DATASET EXCERPTS below:
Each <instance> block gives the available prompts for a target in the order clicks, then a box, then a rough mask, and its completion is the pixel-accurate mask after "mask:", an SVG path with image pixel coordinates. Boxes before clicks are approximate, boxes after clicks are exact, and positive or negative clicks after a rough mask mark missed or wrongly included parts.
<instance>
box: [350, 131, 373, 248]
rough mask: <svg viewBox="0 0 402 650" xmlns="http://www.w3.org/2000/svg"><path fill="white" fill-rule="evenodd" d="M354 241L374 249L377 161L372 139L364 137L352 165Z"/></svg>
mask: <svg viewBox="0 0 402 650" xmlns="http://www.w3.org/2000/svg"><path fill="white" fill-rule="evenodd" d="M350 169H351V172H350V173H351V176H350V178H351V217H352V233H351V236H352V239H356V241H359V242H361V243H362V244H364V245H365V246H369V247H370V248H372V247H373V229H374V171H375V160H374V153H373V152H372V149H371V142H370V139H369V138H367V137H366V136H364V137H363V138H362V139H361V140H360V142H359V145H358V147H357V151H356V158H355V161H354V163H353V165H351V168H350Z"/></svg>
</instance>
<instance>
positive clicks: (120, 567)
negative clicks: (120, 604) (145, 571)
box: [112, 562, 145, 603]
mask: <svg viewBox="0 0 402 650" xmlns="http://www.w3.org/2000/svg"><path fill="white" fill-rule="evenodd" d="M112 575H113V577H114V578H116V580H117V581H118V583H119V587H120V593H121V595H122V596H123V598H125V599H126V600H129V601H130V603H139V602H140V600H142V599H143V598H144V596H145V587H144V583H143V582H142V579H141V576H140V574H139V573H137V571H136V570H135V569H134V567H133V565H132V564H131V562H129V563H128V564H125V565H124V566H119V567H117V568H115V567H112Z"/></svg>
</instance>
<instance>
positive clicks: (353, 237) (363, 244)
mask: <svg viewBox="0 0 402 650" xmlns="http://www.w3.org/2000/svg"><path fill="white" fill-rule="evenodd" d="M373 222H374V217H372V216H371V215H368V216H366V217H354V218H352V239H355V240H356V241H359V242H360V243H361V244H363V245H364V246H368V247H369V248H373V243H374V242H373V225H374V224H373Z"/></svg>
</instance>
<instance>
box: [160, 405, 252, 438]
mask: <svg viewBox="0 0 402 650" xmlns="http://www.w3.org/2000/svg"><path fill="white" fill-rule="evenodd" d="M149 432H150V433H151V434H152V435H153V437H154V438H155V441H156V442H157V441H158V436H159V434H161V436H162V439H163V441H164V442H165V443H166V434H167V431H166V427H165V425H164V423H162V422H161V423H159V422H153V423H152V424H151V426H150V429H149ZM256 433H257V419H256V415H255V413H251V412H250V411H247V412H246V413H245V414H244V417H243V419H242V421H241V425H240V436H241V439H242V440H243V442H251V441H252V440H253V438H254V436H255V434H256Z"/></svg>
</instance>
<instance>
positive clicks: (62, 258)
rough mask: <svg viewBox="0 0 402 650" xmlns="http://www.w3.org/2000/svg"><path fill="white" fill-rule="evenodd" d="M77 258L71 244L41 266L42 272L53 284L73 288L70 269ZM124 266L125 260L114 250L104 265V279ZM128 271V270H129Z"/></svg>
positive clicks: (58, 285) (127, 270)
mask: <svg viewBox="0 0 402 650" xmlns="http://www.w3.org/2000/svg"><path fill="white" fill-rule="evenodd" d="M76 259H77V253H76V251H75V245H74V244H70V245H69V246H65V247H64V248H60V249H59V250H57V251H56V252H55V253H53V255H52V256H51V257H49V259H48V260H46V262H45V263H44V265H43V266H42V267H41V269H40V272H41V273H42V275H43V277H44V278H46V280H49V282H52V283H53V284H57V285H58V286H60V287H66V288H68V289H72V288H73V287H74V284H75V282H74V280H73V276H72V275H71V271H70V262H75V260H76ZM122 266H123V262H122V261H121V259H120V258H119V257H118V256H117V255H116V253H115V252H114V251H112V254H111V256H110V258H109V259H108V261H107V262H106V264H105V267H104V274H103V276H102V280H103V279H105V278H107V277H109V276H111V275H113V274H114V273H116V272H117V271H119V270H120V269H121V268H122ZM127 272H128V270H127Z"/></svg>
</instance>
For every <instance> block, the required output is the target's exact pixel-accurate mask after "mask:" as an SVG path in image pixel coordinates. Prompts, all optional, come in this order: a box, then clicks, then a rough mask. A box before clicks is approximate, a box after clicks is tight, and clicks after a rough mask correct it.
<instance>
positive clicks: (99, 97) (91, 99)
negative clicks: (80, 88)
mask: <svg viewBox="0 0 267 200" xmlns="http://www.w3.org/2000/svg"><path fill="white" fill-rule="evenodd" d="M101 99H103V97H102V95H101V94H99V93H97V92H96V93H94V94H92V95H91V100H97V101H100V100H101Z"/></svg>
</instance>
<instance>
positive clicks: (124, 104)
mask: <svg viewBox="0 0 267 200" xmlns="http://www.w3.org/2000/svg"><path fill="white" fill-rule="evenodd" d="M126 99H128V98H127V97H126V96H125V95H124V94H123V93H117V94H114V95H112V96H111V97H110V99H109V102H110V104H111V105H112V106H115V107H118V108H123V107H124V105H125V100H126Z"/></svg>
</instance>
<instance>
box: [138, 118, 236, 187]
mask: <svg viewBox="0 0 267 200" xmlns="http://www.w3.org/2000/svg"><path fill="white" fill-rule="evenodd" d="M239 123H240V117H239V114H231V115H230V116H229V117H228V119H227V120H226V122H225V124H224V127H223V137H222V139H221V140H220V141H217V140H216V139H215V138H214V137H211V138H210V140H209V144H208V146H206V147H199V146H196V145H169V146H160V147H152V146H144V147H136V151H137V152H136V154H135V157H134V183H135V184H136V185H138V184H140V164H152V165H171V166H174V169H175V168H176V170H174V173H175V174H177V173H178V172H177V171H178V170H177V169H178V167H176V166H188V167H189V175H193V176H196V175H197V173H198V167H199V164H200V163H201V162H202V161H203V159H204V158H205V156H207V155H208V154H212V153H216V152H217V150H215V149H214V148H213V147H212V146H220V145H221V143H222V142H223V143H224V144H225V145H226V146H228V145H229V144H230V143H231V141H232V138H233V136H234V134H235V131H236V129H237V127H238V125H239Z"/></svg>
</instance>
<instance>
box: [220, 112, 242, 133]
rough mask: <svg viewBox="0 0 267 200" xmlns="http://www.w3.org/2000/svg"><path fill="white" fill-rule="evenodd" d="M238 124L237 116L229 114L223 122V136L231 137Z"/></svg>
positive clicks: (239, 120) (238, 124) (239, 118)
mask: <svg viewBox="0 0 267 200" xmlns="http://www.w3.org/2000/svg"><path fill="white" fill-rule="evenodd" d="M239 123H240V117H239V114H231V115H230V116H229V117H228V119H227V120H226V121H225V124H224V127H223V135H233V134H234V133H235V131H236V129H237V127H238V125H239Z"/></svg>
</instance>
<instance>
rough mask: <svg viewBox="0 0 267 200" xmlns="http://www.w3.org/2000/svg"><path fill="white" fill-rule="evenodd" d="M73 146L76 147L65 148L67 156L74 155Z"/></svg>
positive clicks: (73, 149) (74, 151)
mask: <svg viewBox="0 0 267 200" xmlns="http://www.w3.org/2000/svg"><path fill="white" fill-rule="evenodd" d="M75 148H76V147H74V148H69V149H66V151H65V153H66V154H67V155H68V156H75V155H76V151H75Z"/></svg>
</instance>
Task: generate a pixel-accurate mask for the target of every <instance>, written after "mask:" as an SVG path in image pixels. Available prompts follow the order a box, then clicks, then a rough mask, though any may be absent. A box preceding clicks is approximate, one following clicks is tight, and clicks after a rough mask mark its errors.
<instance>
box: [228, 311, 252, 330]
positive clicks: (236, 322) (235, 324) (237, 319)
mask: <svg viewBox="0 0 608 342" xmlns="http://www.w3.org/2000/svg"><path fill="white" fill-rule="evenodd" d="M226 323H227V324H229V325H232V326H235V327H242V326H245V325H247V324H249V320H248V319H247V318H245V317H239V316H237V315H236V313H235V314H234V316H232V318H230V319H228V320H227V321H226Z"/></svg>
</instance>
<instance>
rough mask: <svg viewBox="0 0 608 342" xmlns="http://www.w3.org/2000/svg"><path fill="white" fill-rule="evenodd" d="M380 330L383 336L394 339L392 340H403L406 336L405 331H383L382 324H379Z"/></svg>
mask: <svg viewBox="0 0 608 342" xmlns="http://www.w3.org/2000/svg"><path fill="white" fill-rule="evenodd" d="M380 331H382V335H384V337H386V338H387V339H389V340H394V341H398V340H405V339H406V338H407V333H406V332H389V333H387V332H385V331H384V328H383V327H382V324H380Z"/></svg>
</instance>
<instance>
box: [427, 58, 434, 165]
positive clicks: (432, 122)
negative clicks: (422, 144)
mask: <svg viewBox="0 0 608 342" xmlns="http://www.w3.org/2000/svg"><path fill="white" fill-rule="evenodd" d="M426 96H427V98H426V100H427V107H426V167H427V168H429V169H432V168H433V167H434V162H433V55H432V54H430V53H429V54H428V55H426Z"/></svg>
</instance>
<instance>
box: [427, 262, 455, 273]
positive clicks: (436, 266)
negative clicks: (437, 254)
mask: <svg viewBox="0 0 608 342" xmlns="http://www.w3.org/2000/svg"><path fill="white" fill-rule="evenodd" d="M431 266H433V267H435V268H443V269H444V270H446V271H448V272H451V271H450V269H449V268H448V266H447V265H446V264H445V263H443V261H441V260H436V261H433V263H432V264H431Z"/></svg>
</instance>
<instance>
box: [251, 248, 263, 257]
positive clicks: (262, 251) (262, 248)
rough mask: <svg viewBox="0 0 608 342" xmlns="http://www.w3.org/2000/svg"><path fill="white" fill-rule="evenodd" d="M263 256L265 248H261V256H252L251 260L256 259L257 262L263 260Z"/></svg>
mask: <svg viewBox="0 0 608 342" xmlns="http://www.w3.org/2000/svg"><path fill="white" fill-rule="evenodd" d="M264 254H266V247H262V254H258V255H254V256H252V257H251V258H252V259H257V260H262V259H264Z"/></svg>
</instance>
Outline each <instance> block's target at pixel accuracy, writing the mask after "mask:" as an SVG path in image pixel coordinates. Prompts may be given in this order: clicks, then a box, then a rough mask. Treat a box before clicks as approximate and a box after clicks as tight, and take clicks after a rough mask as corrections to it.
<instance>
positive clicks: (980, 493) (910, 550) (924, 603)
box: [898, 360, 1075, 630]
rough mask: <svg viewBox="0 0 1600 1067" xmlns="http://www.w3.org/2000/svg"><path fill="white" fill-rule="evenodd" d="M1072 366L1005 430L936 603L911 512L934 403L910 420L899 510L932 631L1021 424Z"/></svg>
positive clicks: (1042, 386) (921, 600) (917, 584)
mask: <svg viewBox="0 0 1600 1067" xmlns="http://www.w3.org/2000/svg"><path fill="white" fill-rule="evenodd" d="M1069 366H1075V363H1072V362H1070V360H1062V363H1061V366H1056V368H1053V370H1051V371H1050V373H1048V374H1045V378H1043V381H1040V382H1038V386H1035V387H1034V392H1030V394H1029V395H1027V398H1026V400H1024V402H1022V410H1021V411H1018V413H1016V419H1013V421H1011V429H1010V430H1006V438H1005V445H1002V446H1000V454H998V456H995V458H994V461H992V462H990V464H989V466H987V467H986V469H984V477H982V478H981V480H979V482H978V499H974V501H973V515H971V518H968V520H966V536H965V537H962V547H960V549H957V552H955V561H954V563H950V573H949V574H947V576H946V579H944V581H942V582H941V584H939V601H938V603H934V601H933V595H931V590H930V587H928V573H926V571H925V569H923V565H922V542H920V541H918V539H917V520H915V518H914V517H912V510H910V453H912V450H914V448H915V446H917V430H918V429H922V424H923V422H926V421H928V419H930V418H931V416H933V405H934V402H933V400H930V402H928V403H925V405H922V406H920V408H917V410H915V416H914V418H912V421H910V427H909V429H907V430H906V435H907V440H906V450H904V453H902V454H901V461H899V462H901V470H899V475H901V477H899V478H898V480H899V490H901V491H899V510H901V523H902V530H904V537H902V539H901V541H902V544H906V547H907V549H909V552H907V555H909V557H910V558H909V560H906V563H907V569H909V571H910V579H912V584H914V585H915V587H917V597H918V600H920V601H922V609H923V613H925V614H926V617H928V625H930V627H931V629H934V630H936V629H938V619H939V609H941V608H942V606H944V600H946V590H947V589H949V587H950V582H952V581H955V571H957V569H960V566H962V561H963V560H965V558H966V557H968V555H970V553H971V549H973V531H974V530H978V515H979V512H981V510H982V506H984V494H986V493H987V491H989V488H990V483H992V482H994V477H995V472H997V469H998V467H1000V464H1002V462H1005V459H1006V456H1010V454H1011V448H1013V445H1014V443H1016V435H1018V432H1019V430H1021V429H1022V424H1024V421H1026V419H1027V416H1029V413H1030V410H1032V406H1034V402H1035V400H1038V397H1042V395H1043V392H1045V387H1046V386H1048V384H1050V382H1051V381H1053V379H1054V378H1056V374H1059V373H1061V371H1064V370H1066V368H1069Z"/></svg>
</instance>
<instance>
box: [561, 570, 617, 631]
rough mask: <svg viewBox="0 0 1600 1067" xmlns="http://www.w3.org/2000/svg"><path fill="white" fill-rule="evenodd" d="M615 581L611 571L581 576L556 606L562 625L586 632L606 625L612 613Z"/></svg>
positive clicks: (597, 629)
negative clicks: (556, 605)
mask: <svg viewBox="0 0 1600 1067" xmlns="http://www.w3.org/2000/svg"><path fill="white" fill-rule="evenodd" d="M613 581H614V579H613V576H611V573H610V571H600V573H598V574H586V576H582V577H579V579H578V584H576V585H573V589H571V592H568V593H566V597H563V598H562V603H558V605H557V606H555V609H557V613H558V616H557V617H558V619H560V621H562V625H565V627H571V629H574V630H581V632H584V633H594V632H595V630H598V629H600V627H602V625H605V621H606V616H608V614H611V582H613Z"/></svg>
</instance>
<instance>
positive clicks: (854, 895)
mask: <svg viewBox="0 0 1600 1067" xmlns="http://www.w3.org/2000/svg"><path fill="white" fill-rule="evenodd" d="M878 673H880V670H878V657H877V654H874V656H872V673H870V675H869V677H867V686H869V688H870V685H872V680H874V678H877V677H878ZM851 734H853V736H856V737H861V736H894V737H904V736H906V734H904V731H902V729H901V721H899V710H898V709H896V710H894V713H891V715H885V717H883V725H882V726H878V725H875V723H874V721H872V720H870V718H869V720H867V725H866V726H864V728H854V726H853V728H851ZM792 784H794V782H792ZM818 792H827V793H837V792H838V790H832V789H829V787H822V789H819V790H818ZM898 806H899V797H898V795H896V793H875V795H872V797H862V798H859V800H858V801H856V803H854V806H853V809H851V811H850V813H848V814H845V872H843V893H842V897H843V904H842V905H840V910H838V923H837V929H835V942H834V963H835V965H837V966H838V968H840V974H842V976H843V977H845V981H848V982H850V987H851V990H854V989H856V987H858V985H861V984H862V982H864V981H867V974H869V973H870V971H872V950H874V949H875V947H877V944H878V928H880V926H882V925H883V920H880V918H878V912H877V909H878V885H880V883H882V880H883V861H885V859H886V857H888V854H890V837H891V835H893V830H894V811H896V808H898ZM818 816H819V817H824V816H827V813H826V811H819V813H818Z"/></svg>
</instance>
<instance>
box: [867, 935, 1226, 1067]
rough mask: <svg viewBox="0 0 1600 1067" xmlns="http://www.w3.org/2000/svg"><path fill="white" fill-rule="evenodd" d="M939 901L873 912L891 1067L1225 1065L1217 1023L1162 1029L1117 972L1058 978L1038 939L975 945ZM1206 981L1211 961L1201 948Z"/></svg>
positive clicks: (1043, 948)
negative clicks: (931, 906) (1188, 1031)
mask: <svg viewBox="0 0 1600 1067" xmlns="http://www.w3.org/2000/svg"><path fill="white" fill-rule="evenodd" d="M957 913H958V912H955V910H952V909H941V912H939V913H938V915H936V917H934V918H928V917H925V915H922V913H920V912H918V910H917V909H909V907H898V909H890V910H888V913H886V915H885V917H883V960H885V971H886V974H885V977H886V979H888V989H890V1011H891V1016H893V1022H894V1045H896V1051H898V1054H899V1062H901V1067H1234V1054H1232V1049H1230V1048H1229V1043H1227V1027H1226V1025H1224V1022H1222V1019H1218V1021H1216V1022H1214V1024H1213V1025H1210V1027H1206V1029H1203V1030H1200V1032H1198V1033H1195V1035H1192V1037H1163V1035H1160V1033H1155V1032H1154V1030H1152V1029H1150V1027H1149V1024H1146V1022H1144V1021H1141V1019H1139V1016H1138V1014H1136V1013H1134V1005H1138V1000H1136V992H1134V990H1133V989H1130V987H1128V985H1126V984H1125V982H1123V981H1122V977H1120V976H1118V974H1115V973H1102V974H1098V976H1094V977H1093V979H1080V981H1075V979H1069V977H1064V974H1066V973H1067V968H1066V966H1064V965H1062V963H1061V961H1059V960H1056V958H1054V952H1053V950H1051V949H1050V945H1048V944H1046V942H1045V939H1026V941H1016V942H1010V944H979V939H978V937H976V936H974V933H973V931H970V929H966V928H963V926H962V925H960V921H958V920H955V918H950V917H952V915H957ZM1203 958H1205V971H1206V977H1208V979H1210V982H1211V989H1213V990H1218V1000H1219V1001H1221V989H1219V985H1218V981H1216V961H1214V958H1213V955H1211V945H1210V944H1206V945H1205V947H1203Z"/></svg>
End of DATASET EXCERPTS.
THE PROBLEM:
Pull out each line of the data above that contains the string "image". Case counts.

OUTPUT OF THE EXERCISE:
Each <instance> block gives the available prompts for a target in the order clicks, then a box, then a rough mask, and its completion is the pixel-accurate mask after "mask:", an SVG path with image pixel coordinates. Boxes before clicks are approximate, boxes after clicks are exact, and positive or negative clicks after a rough mask mark missed or wrongly included parts.
For every <instance> block, the required output is the target's exact pixel-accurate mask after "mask:" as an SVG path in image pixel coordinates. Prompts, all optional, come in this order: a box, then clicks, then a rough mask. A box before clicks is approximate, a box after clicks is tight, and clicks after a rough mask correct it.
Task: generate a pixel-accurate mask for the target of every <instance>, written after "mask:" as an SVG path in image pixels. Available prompts follow the order a box, then clicks, then a rough mask, though any may be absent. A box preceding clicks is approximate, one following clicks is tight, and clicks after a rough mask mark its errors.
Outline each <instance> block's target at pixel accuracy, writing the mask after "mask:" as an SVG path in image pixel coordinates. Prompts may be given in this order: clicks, then a box, then a rough mask. Treat a box before clicks as approximate and a box after clicks as tight, and take clicks after a rough mask as corrections to it.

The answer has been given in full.